Assignment |
Please report how many lines in these records contain the string "black", and give nothing besides the number.

Data for this exercise |
====

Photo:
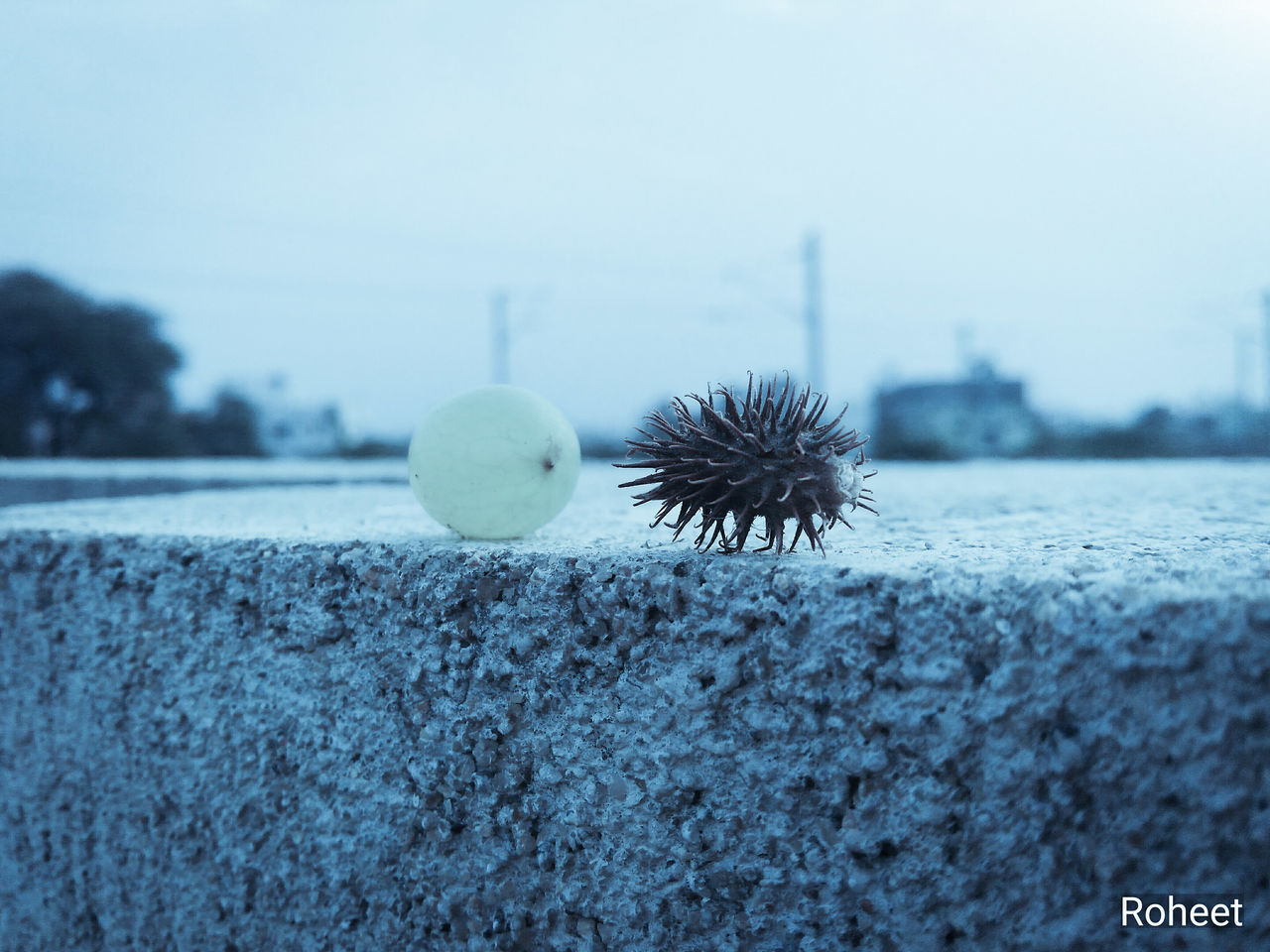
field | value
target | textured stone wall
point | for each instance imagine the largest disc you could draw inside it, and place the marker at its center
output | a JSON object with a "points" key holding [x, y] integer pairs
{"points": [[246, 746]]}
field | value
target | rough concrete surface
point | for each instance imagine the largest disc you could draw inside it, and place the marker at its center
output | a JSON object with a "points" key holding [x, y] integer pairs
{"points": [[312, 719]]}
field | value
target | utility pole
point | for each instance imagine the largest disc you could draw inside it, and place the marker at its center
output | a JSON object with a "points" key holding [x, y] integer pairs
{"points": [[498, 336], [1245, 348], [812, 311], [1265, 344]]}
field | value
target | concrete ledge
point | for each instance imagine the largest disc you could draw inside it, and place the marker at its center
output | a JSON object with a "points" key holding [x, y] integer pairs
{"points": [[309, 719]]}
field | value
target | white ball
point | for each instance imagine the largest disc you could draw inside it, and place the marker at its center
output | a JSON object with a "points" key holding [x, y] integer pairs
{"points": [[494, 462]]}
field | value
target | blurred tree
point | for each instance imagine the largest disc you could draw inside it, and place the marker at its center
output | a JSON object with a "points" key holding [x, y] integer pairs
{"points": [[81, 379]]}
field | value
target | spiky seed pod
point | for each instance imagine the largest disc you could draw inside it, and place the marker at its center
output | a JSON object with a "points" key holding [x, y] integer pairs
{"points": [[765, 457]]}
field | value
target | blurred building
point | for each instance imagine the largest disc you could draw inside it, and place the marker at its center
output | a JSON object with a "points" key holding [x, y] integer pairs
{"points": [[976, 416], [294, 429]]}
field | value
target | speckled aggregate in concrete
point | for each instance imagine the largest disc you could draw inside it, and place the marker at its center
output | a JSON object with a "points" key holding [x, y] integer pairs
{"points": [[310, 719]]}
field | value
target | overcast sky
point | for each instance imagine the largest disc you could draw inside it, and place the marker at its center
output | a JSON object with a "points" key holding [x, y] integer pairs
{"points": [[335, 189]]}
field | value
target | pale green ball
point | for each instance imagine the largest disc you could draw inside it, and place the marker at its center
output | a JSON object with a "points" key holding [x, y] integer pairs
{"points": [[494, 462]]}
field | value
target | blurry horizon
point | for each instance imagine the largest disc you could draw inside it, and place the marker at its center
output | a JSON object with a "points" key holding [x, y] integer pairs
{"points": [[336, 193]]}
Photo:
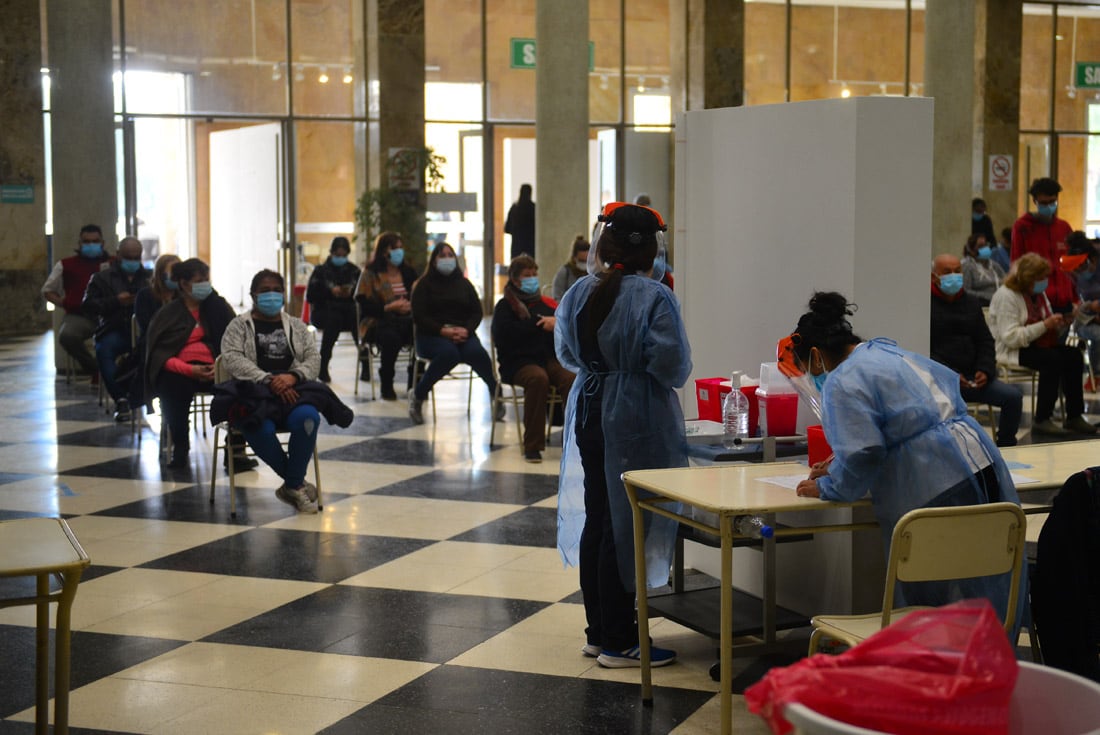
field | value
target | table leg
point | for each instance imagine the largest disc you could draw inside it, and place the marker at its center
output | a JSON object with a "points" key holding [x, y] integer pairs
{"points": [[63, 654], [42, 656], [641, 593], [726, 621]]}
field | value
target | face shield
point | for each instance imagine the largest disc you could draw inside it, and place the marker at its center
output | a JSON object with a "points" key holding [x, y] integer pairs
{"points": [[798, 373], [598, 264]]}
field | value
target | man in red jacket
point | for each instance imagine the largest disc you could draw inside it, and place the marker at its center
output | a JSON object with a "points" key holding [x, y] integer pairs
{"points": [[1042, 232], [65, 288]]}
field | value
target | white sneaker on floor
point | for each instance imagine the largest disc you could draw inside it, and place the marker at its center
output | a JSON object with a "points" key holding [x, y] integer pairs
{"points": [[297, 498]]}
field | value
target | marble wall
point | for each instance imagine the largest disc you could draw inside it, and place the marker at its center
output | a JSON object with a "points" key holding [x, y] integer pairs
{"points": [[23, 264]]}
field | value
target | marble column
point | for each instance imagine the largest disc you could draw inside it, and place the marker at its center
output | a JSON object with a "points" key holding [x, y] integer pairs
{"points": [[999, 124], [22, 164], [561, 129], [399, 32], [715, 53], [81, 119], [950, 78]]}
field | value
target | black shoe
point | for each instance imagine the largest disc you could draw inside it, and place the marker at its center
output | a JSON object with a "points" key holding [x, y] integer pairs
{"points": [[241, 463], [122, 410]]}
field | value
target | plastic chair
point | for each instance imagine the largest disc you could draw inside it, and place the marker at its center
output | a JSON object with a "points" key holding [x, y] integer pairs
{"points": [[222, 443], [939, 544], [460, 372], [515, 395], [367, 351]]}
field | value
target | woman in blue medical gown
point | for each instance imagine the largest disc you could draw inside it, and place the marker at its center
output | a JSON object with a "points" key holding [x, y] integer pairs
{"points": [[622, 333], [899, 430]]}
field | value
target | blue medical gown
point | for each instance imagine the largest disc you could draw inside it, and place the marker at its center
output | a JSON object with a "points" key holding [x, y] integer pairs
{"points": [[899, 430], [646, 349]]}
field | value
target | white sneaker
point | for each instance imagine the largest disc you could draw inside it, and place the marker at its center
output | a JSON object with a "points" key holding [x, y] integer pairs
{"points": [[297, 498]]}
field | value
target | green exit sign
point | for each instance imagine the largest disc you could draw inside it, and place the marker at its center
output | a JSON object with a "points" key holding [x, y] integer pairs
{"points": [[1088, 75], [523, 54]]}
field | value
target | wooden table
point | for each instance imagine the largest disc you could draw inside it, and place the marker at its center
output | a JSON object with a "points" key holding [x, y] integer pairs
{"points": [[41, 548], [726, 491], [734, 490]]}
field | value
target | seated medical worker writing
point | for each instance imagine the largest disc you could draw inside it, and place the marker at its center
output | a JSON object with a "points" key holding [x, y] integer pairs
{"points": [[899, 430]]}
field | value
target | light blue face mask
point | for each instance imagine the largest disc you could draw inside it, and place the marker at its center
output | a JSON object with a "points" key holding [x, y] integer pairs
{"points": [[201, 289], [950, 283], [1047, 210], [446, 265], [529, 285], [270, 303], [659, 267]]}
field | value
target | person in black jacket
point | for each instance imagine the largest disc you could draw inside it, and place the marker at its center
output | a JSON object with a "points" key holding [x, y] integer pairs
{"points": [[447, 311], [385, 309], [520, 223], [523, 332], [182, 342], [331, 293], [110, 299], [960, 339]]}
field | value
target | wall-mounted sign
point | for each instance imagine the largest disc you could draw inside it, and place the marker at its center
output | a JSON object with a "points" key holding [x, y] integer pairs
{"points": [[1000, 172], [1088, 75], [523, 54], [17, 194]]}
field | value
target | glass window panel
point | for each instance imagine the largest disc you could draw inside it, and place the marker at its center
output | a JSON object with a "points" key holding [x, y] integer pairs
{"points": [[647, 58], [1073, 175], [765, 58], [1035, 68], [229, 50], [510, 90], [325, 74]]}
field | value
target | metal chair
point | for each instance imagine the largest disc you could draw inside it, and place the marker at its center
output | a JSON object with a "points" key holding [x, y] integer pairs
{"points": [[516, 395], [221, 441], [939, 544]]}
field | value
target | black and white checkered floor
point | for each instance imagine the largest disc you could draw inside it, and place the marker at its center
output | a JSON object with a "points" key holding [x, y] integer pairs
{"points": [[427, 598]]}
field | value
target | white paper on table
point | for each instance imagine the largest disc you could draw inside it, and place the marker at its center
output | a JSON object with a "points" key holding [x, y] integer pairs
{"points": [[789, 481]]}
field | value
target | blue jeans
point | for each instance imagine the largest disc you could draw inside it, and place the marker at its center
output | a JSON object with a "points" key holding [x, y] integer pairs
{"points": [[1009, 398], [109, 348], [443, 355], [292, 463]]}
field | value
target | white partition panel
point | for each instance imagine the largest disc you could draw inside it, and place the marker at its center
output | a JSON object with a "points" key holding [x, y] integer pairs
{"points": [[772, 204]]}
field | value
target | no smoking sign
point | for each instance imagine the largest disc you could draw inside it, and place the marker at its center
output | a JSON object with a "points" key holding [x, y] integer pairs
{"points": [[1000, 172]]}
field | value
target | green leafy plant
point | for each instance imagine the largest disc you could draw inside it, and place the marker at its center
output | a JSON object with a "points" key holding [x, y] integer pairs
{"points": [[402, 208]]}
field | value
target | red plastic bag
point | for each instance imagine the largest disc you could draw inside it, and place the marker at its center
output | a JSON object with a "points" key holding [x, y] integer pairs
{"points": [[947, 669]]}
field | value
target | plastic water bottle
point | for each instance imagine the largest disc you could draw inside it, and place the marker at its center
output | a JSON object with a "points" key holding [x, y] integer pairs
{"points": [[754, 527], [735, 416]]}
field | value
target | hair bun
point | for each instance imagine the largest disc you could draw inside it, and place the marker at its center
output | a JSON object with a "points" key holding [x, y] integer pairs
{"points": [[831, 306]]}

====

Result for this task |
3